Just last week we removed 5 trees from the backyard as well as grinded down the stumps as we've heard this is also a big help for termite control.

Thoughts?


----------



## mako1 (Jan 7, 2014)

Is your house built on a concrete slab or wood foundation?What part of the country?
Basement?The elevation is also important?


----------



## Joemaio87 (Nov 30, 2013)

House currently sits on a dirt crawlspace which had no barrier whatsoever which I'm sure didn't help at all. Once plumbing is finished this is being cemented and waterproofed. We are in central Jersey and am not too sure about elevation, but not to far off sea level I'd say. There is a basement that was built under an extension that was added some 40 years ago, this is only accessible from the outside and does not connect to the inside of the home. Its about 18x12 and meets the crawlspace with cinder block wall.


----------



## joecaption (Nov 30, 2011)

Please do waste time and money some DIY concoction.
Any real exterminator can do a pretreatment before the slab is pored and treat the foundation and piers.
Do not let them rip you off with just bait stations!
Termites do not eat living trees. Now that you have cut them down there going to be setting up home eating all the old dead roots.
Not worry there most likely dozens of colony's on you property that have been and always will be there.
As long as the foundations been treated there not getting in.


----------



## Joemaio87 (Nov 30, 2013)

How exactly does the foundation get treated and wouldn't something like that have to be repeated? Isn't it better preventative measure to also get the framing treated with some type of protection since everything is open? Why would you not recommend a DIY approach with that?


----------



## joecaption (Nov 30, 2011)

▶ [Data entries]:
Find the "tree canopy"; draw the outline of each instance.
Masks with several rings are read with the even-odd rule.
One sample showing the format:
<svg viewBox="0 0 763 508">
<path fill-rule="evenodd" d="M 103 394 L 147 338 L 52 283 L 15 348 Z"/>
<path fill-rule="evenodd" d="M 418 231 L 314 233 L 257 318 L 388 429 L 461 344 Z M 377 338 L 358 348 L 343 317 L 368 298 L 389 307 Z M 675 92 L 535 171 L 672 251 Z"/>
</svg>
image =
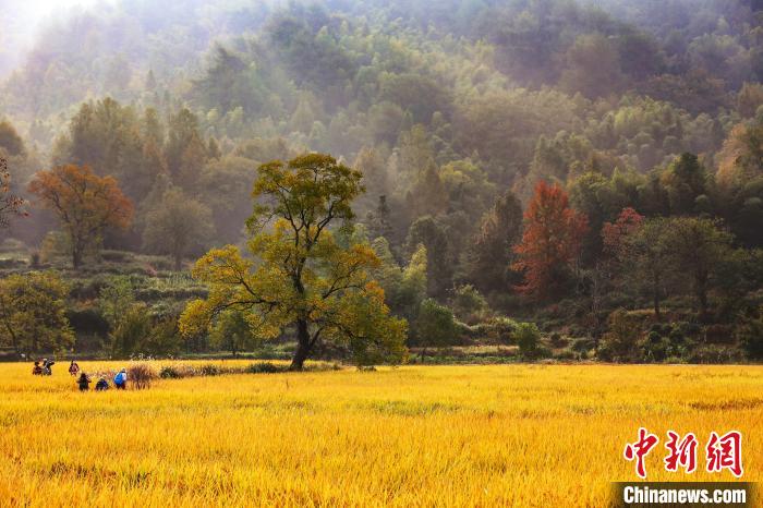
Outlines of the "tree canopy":
<svg viewBox="0 0 763 508">
<path fill-rule="evenodd" d="M 197 332 L 223 311 L 240 311 L 263 338 L 294 327 L 294 370 L 318 341 L 348 348 L 361 364 L 402 360 L 407 325 L 389 315 L 371 277 L 378 257 L 368 245 L 342 247 L 330 229 L 353 218 L 360 172 L 312 154 L 262 165 L 258 174 L 247 220 L 252 257 L 228 245 L 196 263 L 193 276 L 209 286 L 209 295 L 189 304 L 181 330 Z"/>
</svg>

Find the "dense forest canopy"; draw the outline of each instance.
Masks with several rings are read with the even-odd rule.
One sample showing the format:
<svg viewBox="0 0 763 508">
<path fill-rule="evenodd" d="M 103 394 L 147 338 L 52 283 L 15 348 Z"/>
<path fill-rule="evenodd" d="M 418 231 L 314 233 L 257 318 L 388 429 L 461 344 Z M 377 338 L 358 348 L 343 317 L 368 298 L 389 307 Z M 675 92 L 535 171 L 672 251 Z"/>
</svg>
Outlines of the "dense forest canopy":
<svg viewBox="0 0 763 508">
<path fill-rule="evenodd" d="M 670 299 L 761 318 L 761 2 L 114 0 L 34 39 L 10 19 L 0 156 L 29 217 L 2 234 L 33 250 L 66 241 L 41 171 L 113 178 L 134 207 L 90 254 L 180 267 L 245 241 L 259 165 L 320 152 L 363 173 L 338 241 L 383 261 L 411 343 L 443 309 L 596 343 L 611 311 Z"/>
</svg>

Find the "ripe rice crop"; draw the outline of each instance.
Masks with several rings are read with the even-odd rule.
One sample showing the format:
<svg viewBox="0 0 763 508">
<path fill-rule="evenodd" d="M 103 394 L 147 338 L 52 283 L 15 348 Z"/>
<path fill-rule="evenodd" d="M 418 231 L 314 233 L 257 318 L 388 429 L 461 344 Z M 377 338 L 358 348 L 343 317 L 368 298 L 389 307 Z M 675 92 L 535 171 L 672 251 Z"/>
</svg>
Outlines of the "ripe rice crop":
<svg viewBox="0 0 763 508">
<path fill-rule="evenodd" d="M 622 449 L 640 426 L 661 437 L 650 481 L 735 480 L 704 471 L 711 431 L 741 431 L 743 480 L 763 462 L 759 366 L 407 366 L 102 394 L 53 370 L 0 365 L 0 504 L 600 507 L 637 480 Z M 664 471 L 668 430 L 697 434 L 695 473 Z"/>
</svg>

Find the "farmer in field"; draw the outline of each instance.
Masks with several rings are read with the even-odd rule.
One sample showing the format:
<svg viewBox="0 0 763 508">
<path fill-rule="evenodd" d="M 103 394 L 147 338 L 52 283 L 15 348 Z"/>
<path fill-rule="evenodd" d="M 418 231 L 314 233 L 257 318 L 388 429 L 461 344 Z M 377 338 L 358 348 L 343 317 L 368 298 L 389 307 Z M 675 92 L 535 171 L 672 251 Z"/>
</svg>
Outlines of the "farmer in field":
<svg viewBox="0 0 763 508">
<path fill-rule="evenodd" d="M 96 383 L 96 391 L 106 391 L 109 389 L 109 382 L 106 380 L 105 376 L 100 376 L 98 378 L 98 383 Z"/>
<path fill-rule="evenodd" d="M 118 390 L 123 390 L 128 387 L 128 370 L 126 368 L 122 368 L 114 376 L 114 386 L 117 387 Z"/>
<path fill-rule="evenodd" d="M 43 359 L 43 375 L 44 376 L 52 376 L 53 375 L 53 370 L 51 368 L 56 362 L 53 360 L 48 360 Z"/>
<path fill-rule="evenodd" d="M 80 391 L 87 391 L 90 389 L 90 378 L 84 372 L 80 374 L 80 378 L 76 384 L 80 385 Z"/>
</svg>

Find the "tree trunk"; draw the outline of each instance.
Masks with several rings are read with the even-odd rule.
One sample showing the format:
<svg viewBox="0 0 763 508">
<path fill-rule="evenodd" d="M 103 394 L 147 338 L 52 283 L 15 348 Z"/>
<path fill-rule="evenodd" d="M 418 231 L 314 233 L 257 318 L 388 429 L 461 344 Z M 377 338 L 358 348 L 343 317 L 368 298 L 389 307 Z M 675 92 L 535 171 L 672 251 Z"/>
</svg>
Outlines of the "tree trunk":
<svg viewBox="0 0 763 508">
<path fill-rule="evenodd" d="M 82 265 L 82 252 L 77 247 L 72 249 L 72 266 L 74 269 L 78 269 Z"/>
<path fill-rule="evenodd" d="M 291 360 L 290 371 L 302 371 L 305 360 L 310 355 L 311 350 L 310 331 L 307 330 L 307 322 L 296 319 L 296 350 Z"/>
<path fill-rule="evenodd" d="M 703 282 L 697 286 L 697 300 L 700 303 L 700 322 L 704 323 L 707 319 L 707 289 Z"/>
<path fill-rule="evenodd" d="M 657 277 L 654 278 L 654 286 L 652 289 L 654 290 L 654 318 L 662 320 L 662 315 L 659 313 L 659 279 Z"/>
</svg>

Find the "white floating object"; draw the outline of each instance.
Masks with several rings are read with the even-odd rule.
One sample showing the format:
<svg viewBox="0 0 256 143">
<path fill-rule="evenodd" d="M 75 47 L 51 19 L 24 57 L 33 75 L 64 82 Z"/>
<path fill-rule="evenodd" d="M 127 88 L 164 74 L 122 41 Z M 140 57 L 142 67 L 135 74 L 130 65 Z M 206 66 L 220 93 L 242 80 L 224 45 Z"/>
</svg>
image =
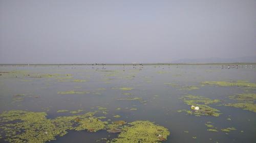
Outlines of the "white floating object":
<svg viewBox="0 0 256 143">
<path fill-rule="evenodd" d="M 195 107 L 195 110 L 198 110 L 199 109 L 199 107 L 196 106 L 196 107 Z"/>
</svg>

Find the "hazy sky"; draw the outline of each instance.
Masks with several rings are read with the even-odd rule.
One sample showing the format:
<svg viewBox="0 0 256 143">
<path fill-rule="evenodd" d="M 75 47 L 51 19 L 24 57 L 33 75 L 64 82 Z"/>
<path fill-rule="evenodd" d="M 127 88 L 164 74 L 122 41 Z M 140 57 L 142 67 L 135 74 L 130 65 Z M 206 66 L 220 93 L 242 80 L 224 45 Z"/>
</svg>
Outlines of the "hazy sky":
<svg viewBox="0 0 256 143">
<path fill-rule="evenodd" d="M 256 56 L 256 1 L 0 0 L 1 63 Z"/>
</svg>

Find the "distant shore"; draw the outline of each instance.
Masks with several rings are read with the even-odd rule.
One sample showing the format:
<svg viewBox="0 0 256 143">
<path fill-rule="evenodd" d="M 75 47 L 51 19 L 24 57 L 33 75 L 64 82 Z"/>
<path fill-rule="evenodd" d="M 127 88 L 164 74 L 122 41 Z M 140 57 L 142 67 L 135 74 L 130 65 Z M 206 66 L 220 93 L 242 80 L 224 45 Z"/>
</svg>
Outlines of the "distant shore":
<svg viewBox="0 0 256 143">
<path fill-rule="evenodd" d="M 102 65 L 256 65 L 256 63 L 145 63 L 145 64 L 114 64 L 114 63 L 98 63 L 98 64 L 0 64 L 0 66 L 102 66 Z"/>
</svg>

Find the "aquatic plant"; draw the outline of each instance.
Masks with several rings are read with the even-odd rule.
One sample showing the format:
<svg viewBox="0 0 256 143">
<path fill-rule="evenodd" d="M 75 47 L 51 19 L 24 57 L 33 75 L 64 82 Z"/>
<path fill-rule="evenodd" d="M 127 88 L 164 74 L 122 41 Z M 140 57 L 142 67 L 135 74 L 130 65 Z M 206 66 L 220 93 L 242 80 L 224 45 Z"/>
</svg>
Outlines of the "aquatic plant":
<svg viewBox="0 0 256 143">
<path fill-rule="evenodd" d="M 231 106 L 236 108 L 242 108 L 244 110 L 249 110 L 256 112 L 256 104 L 248 103 L 228 103 L 224 104 L 226 106 Z"/>
<path fill-rule="evenodd" d="M 46 142 L 63 136 L 69 130 L 96 131 L 104 129 L 106 122 L 93 115 L 95 112 L 59 117 L 48 119 L 45 112 L 22 110 L 4 111 L 0 115 L 0 129 L 5 140 L 10 142 Z"/>
<path fill-rule="evenodd" d="M 90 92 L 78 92 L 75 91 L 68 91 L 65 92 L 58 92 L 58 94 L 89 94 Z"/>
<path fill-rule="evenodd" d="M 117 115 L 113 116 L 113 117 L 115 118 L 120 118 L 121 116 L 120 116 L 119 115 Z"/>
<path fill-rule="evenodd" d="M 119 89 L 122 91 L 131 91 L 133 90 L 133 88 L 123 87 L 123 88 L 120 88 Z"/>
<path fill-rule="evenodd" d="M 219 117 L 221 114 L 219 110 L 214 108 L 208 105 L 208 104 L 219 102 L 219 100 L 212 100 L 202 96 L 194 96 L 192 95 L 184 96 L 180 99 L 182 99 L 183 102 L 188 105 L 194 105 L 200 107 L 200 109 L 199 110 L 182 110 L 186 111 L 188 114 L 195 115 L 197 116 L 206 115 L 215 117 Z M 181 111 L 178 110 L 178 111 L 180 112 Z"/>
<path fill-rule="evenodd" d="M 212 132 L 218 132 L 217 130 L 217 128 L 216 128 L 212 125 L 212 123 L 210 122 L 207 122 L 206 123 L 204 124 L 205 126 L 207 127 L 207 131 L 212 131 Z"/>
<path fill-rule="evenodd" d="M 236 130 L 237 129 L 234 127 L 228 127 L 225 129 L 221 129 L 221 131 L 223 132 L 229 132 L 230 130 Z"/>
<path fill-rule="evenodd" d="M 150 121 L 138 121 L 125 126 L 118 137 L 110 142 L 151 142 L 157 143 L 167 139 L 170 132 L 166 128 L 155 125 Z"/>
<path fill-rule="evenodd" d="M 137 108 L 131 108 L 131 109 L 130 109 L 130 110 L 137 110 Z"/>
<path fill-rule="evenodd" d="M 118 100 L 143 100 L 140 97 L 134 97 L 134 98 L 121 98 L 117 99 Z"/>
<path fill-rule="evenodd" d="M 182 88 L 180 89 L 180 90 L 187 90 L 191 91 L 194 90 L 199 90 L 199 88 L 196 86 L 188 86 L 188 87 L 183 87 Z"/>
<path fill-rule="evenodd" d="M 96 132 L 105 128 L 108 122 L 102 122 L 98 118 L 89 117 L 79 121 L 79 125 L 75 128 L 77 131 L 87 129 L 89 132 Z"/>
<path fill-rule="evenodd" d="M 256 94 L 241 94 L 229 97 L 229 99 L 235 100 L 238 103 L 224 104 L 226 106 L 231 106 L 242 108 L 256 112 Z"/>
<path fill-rule="evenodd" d="M 57 110 L 57 112 L 68 112 L 69 110 Z"/>
<path fill-rule="evenodd" d="M 216 85 L 221 87 L 237 86 L 240 87 L 249 87 L 256 88 L 256 83 L 249 82 L 248 81 L 238 80 L 236 81 L 205 81 L 203 84 Z"/>
<path fill-rule="evenodd" d="M 79 113 L 82 111 L 83 111 L 83 110 L 79 109 L 79 110 L 77 110 L 76 111 L 71 111 L 69 112 L 71 113 Z"/>
</svg>

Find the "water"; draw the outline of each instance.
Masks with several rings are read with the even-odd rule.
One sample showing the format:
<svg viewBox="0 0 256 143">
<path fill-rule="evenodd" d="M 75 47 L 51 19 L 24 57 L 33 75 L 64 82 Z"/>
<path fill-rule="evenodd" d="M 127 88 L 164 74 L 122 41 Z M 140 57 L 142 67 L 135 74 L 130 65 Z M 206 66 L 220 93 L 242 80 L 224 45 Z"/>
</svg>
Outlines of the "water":
<svg viewBox="0 0 256 143">
<path fill-rule="evenodd" d="M 4 73 L 11 71 L 16 72 Z M 112 121 L 117 120 L 113 116 L 118 115 L 121 118 L 118 120 L 127 122 L 148 120 L 167 128 L 170 135 L 163 142 L 256 141 L 256 113 L 218 106 L 230 103 L 228 102 L 231 100 L 227 98 L 229 96 L 256 93 L 256 90 L 236 87 L 201 86 L 201 82 L 206 81 L 248 80 L 256 83 L 256 69 L 253 65 L 251 68 L 247 66 L 246 68 L 240 66 L 238 69 L 226 69 L 225 67 L 222 69 L 219 65 L 2 66 L 0 72 L 1 112 L 10 110 L 46 111 L 47 118 L 54 118 L 73 115 L 57 112 L 59 110 L 82 109 L 82 113 L 84 113 L 95 110 L 96 107 L 100 106 L 107 108 L 108 114 L 105 116 Z M 58 74 L 59 76 L 35 77 L 42 74 Z M 71 78 L 63 78 L 71 76 Z M 86 81 L 71 81 L 74 79 Z M 166 83 L 178 85 L 170 86 Z M 197 86 L 199 89 L 181 90 L 183 87 L 190 85 Z M 126 91 L 118 89 L 123 87 L 133 89 Z M 58 94 L 58 92 L 71 90 L 90 93 Z M 131 95 L 123 94 L 125 93 Z M 23 101 L 14 102 L 14 95 L 17 94 L 26 95 Z M 188 94 L 221 100 L 221 103 L 211 106 L 220 110 L 222 114 L 219 117 L 195 117 L 177 112 L 180 109 L 190 109 L 179 99 Z M 118 100 L 129 97 L 141 98 L 145 101 Z M 117 108 L 121 109 L 116 110 Z M 130 110 L 134 108 L 137 110 Z M 227 120 L 228 118 L 231 121 Z M 205 124 L 207 122 L 213 123 L 219 132 L 207 131 Z M 231 131 L 228 134 L 221 131 L 221 128 L 231 127 L 237 130 Z M 109 133 L 105 130 L 96 133 L 70 131 L 64 136 L 57 137 L 56 140 L 50 142 L 99 142 L 96 141 L 97 139 L 113 138 L 117 136 L 117 134 Z M 5 142 L 3 139 L 0 141 Z"/>
</svg>

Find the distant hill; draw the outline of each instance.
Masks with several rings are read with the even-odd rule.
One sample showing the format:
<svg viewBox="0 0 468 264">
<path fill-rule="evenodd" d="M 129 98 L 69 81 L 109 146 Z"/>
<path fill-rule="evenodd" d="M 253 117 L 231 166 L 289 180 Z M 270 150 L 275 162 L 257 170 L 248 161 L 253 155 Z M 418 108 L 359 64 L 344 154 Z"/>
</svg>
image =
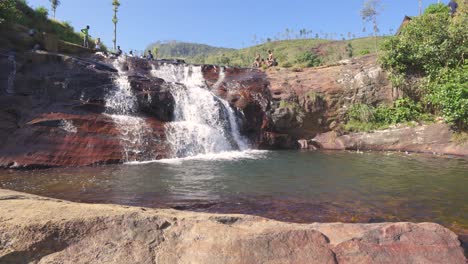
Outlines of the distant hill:
<svg viewBox="0 0 468 264">
<path fill-rule="evenodd" d="M 193 58 L 197 56 L 208 56 L 212 54 L 222 54 L 224 52 L 234 51 L 234 49 L 213 47 L 205 44 L 167 41 L 155 42 L 146 48 L 146 50 L 153 50 L 158 48 L 158 57 L 163 59 L 168 58 Z"/>
<path fill-rule="evenodd" d="M 374 53 L 376 46 L 380 46 L 385 37 L 357 38 L 351 40 L 325 39 L 294 39 L 267 42 L 244 49 L 216 48 L 203 44 L 167 42 L 155 43 L 149 46 L 159 48 L 159 58 L 183 58 L 188 63 L 219 64 L 240 67 L 250 67 L 255 55 L 267 57 L 268 50 L 272 50 L 279 66 L 310 67 L 308 59 L 315 59 L 317 64 L 331 64 L 342 59 Z"/>
</svg>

▶ [Exercise 1]:
Write out, word for word, the passage of the termite thread starting with "Just last week" and going on through "is also important?".
▶ [Exercise 2]:
In the records, reproduce the lines starting with the line with "Find the distant" and going on through the line with "193 58 L 197", putting "mountain" wherever "hill" appears and changing nothing else. Give only those lines, and leave the pictures out.
The termite thread and the records have nothing to do with each other.

▶ [Problem solution 1]:
Just last week we removed 5 trees from the backyard as well as grinded down the stumps as we've heard this is also a big help for termite control.

Thoughts?


----------



## mako1 (Jan 7, 2014)

Is your house built on a concrete slab or wood foundation?What part of the country?
Basement?The elevation is also important?

▶ [Problem solution 2]:
Find the distant mountain; draw the outline of each instance.
Masks with several rings are read with the even-odd rule.
One sample showing the format:
<svg viewBox="0 0 468 264">
<path fill-rule="evenodd" d="M 129 98 L 69 81 L 109 146 Z"/>
<path fill-rule="evenodd" d="M 253 117 L 231 166 L 289 180 Z M 270 150 L 275 162 L 257 170 L 248 161 L 253 155 Z M 418 108 L 359 64 L 344 154 Z"/>
</svg>
image =
Outlines of the distant mountain:
<svg viewBox="0 0 468 264">
<path fill-rule="evenodd" d="M 193 58 L 197 56 L 208 56 L 212 54 L 222 54 L 224 52 L 234 51 L 234 49 L 213 47 L 205 44 L 167 41 L 155 42 L 146 48 L 146 50 L 153 50 L 158 48 L 158 57 L 163 59 L 168 58 Z"/>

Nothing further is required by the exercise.